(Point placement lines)
○ ○ ○ ○
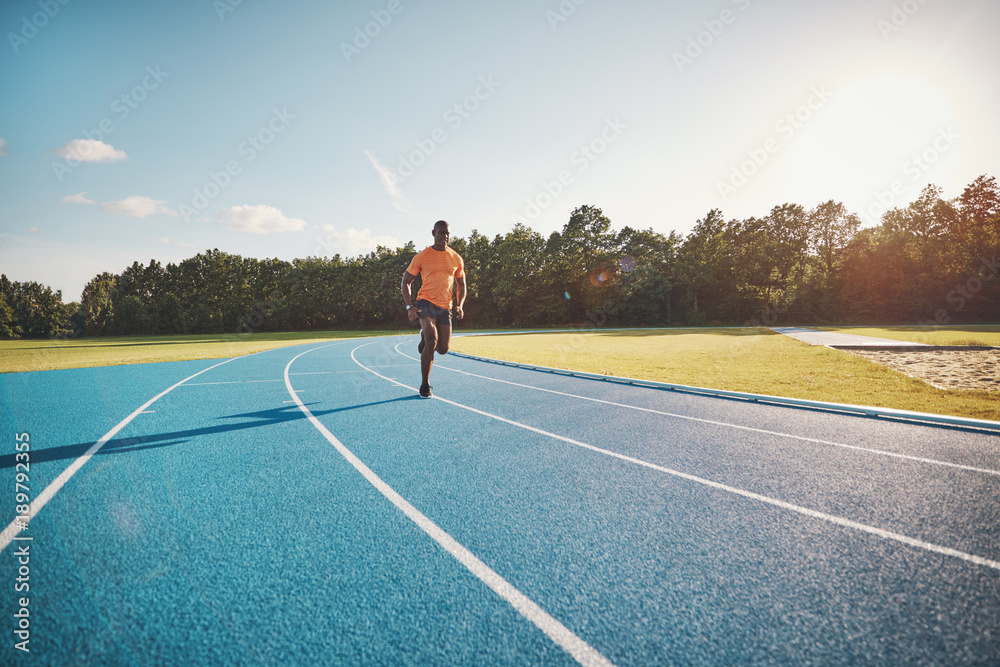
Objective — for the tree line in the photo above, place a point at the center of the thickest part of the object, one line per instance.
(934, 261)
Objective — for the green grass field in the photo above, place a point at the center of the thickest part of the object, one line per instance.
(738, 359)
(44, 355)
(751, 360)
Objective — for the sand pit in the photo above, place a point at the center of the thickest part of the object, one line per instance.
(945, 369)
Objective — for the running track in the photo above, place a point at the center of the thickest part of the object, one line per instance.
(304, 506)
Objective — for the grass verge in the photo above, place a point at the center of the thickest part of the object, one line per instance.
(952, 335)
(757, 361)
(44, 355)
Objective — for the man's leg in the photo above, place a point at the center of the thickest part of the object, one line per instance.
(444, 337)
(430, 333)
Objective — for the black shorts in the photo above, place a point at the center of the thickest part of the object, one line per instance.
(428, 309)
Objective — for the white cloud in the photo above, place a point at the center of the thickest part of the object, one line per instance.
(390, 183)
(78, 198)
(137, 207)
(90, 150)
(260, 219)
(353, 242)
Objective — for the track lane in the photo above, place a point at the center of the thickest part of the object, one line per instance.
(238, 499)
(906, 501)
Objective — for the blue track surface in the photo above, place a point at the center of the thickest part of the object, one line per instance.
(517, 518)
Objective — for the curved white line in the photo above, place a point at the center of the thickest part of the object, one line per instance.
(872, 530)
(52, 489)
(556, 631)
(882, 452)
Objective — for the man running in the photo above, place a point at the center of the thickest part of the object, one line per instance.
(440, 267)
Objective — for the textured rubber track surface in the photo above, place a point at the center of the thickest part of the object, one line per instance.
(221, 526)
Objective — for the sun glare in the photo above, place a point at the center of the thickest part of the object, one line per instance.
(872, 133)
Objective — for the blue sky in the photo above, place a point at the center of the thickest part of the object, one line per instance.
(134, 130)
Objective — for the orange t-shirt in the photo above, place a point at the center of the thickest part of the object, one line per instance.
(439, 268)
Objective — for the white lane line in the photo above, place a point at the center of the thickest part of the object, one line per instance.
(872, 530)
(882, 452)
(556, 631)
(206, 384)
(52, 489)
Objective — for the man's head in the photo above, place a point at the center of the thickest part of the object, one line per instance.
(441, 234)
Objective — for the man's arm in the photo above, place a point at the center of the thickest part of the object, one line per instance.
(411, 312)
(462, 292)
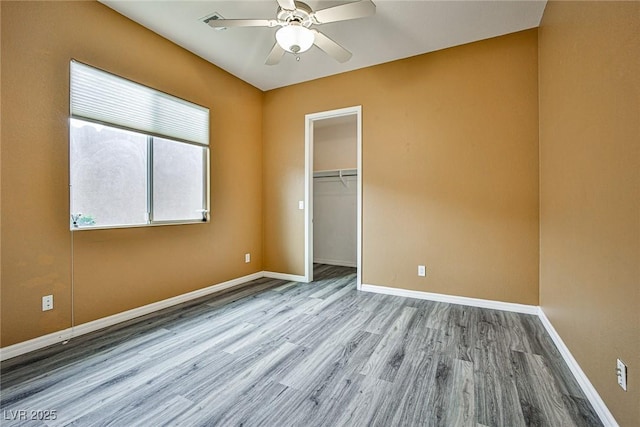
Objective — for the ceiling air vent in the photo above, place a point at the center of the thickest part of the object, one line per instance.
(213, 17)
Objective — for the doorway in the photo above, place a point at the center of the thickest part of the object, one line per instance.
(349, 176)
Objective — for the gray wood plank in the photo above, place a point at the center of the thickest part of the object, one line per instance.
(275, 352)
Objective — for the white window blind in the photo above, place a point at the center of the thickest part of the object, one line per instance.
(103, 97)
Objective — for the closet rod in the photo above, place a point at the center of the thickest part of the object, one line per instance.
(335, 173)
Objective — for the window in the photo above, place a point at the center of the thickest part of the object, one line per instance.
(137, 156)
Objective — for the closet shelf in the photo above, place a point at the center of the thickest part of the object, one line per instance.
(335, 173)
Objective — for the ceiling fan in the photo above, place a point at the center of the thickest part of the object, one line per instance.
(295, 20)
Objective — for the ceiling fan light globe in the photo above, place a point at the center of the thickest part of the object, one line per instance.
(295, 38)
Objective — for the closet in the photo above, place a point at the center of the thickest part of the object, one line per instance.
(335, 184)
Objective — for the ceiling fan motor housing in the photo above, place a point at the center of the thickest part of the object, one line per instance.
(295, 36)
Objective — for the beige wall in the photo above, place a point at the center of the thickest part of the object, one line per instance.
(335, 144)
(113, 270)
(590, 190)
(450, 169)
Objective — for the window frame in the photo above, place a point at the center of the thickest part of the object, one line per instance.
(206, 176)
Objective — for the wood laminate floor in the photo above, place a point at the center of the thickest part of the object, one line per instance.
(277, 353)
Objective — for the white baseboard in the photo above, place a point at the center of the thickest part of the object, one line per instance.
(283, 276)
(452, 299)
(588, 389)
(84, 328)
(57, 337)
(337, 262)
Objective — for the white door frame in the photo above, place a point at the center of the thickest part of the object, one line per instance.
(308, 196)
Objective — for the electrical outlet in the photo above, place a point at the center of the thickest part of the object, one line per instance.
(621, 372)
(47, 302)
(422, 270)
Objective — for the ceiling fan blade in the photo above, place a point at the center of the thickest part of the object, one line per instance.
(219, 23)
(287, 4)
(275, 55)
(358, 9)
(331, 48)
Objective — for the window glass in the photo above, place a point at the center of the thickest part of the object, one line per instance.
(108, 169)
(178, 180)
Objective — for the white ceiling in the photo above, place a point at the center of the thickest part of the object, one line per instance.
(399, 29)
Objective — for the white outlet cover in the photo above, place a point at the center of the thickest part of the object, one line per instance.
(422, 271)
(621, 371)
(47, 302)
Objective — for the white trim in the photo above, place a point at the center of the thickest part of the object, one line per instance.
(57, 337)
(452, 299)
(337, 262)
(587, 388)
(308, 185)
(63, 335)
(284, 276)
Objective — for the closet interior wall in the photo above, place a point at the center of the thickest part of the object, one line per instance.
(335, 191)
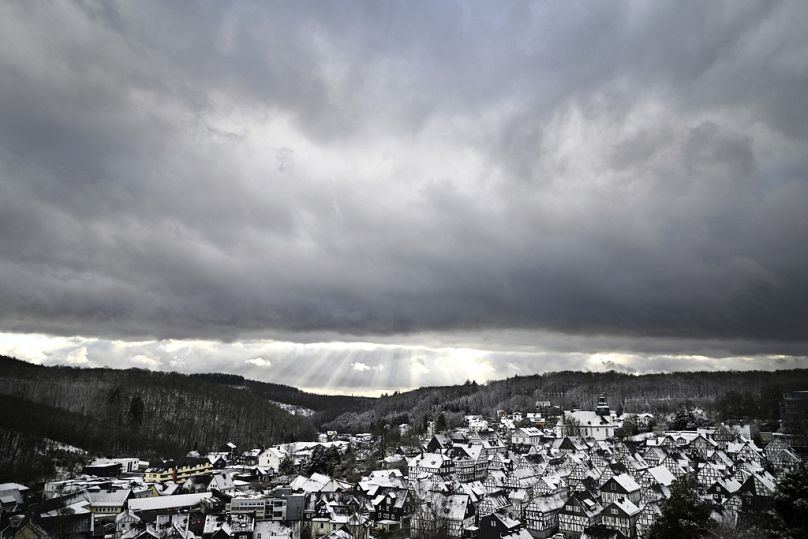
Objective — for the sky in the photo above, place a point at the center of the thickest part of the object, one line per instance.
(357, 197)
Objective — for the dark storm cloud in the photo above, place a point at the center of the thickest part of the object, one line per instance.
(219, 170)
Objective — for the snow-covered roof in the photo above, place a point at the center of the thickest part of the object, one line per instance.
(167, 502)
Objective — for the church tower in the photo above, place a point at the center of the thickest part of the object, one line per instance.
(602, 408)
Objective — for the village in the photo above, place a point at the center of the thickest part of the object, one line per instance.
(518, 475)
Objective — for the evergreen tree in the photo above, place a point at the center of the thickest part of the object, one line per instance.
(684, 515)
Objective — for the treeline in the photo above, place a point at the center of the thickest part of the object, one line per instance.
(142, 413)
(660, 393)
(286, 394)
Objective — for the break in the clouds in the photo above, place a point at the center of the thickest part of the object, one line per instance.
○ ○ ○ ○
What this task involves
Could you copy all of the lines above word for word, without including the pictures?

Right answer
Objective — for the tree line in the photo above, place a point at the center of the thickest part of the object, one line per instance.
(934, 261)
Objective — for the green grass field in the photo above, place a point at the center of the thickest part of the object, one line per instance.
(738, 359)
(44, 355)
(751, 360)
Objective — for the sand pit in the photo above, place a point at the center of the thickest part of the object, one line per instance.
(945, 369)
Objective — for the running track in the photo above, place a point at the center of the thickest part of the object, one line per instance.
(304, 506)
Objective — for the grass verge in the photo above, place a point at the center of the thickest part of the object, one line per instance.
(952, 335)
(757, 361)
(44, 355)
Objective — for the man's leg in the photo above, place a point at the center of the thickest part of the object, one line per instance.
(444, 337)
(430, 333)
Objective — for the black shorts in the photo above, place a point at the center of the thickest part of the object, one line per instance.
(428, 309)
Objective — for the white cloud in the photo above, place a point at the center of the thickest part of the object, one line per instance.
(390, 183)
(78, 198)
(137, 207)
(90, 150)
(260, 219)
(353, 242)
Objective — for the track lane in the photo above, place a point at the center of the thickest part of the object, one line per instance.
(238, 499)
(906, 501)
Objective — for the blue track surface in the photo above, place a point at the center of the thickest part of the object, one line per instance.
(517, 518)
Objective — for the curved white line in the photo above, place a point at the center of the thickest part of the object, one line per instance.
(872, 530)
(52, 489)
(556, 631)
(882, 452)
Objective — for the man running in the photo above, place a point at the center of the thickest part of the object, one line per instance.
(440, 267)
Objective — for the textured rubber track surface in the photo above, place a point at the center of the thickest part of the object, one line per instance.
(221, 526)
Objective — for the sun glare in the photo above, place a point at the center of the thickest part of the object, one line per instance.
(872, 133)
Objective — for the blue sky in the photo above, place a point at the center of the thickest part of the object, one line per instance.
(134, 130)
Objective — for the orange t-shirt in the photo above, place a point at the center of the thickest part of the object, one line per instance.
(439, 268)
Objective — for the white lane line in the photo above, place a point at the center of the thickest part of the object, one line per instance.
(872, 530)
(882, 452)
(556, 631)
(206, 384)
(52, 489)
Objective — for the man's head in the photo above, place a point at the center of the thickest part of the object, one line per instance.
(441, 234)
Objective — for the man's arm in the photo above, place a point at the center of the thickest part of the object, one line per instance.
(411, 312)
(462, 292)
Objective — for the ceiling air vent in the photo above, place a point at the center of the thickest part of the object, one line per instance.
(213, 17)
Objective — for the doorway in the photo above, place a point at the center of the thickest part of the object, one line per instance.
(349, 176)
Objective — for the gray wood plank in the photo above, place a point at the center of the thickest part of the object, one line per instance.
(275, 352)
Objective — for the white window blind in the photo above, place a point at the center of the thickest part of the object, one line per instance.
(103, 97)
Objective — for the closet rod in the photo above, place a point at the center of the thickest part of the object, one line per instance.
(335, 173)
Objective — for the window in the photo above, place a point at the center of the thickest part of the object, one line per instance.
(137, 156)
Objective — for the closet shelf in the photo above, place a point at the center of the thickest part of the object, one line per instance.
(335, 173)
Objective — for the ceiling fan in the photo above, place a point at the center of the thickest part of the object, one line per instance.
(295, 20)
Objective — for the ceiling fan light globe in the photo above, place a point at the center of the thickest part of the object, one line per instance.
(295, 38)
Objective — for the closet in the photo above, place a point at the center of the thickest part of the object, one line per instance.
(335, 184)
Objective — for the ceiling fan motor housing in the photo above, place a point at the center of the thickest part of the object, one line per instance.
(295, 36)
Objective — for the beige wall in the photo above, place a point at the center of the thickest part of the object, one line per instance.
(335, 144)
(113, 270)
(590, 190)
(450, 169)
Objective — for the window frame in the photo above, place a point at the center of the thickest part of the object, one line per instance.
(206, 176)
Objective — for the wood laminate floor in the photo above, place a point at the center of the thickest part of the object, one line per instance.
(277, 353)
Objective — for the white baseboard in the photo above, place a point at the center of the thickest part of the object, one line per instance.
(283, 276)
(452, 299)
(588, 389)
(84, 328)
(57, 337)
(337, 262)
Objective — for the white door frame in the photo above, place a point at the center of the thickest part of the object, one line per instance.
(308, 196)
Objective — for the electrical outlet in the photo above, place a point at the center of the thickest part of the object, one line per instance.
(621, 372)
(47, 302)
(422, 270)
Objective — for the ceiling fan blade in the photo above, place a point at the center of the thickest part of the object, one line per instance.
(219, 23)
(287, 4)
(275, 55)
(358, 9)
(331, 48)
Objective — for the window glass in the photo above, place a point at the center of the thickest part of the object, one line per instance.
(108, 169)
(178, 180)
Objective — for the white ceiling in the photo above, place a point at the center of the thickest part of the object, one line per instance.
(399, 29)
Objective — for the white outlet cover in the photo above, place a point at the center of the thickest part of the object, one line per instance.
(422, 271)
(621, 371)
(47, 302)
Objective — for the white trim in the photo above, place a point at the center of the thickest part of the object, one line per instance.
(57, 337)
(452, 299)
(337, 262)
(587, 388)
(308, 185)
(63, 335)
(284, 276)
Objective — for the closet interior wall in the photo above, place a point at the center of the thickest part of the object, one line per instance.
(335, 191)
Objective — for the sky in the photo above, place a point at the center of the thickest part of the object, one line per instance.
(357, 197)
Objective — for the dark storm cloud in the photo above, place a point at the center of the thickest part of the object, one line per instance.
(219, 170)
Objective — for the snow-covered roof in the photo above, place a point at the center of the thickest part of the object, one line per instance.
(167, 502)
Objective — for the church tower in the photo above, place a point at the center of the thickest part of the object, one line per instance.
(602, 408)
Objective — for the village in the photo above, place a point at the center of the thickest part of the object, one line per instance.
(518, 475)
Objective — for the evergreen tree in the photo above, place a point at the center of the thickest part of the object, one line per instance.
(684, 515)
Objective — for the treeline in the photo above, place a point at the center of the thickest part of the object, one line per instance.
(142, 413)
(660, 393)
(286, 394)
Objective — for the break in the clouds in the photo above, place a point at the center of the thickest part of the object, one line per instance.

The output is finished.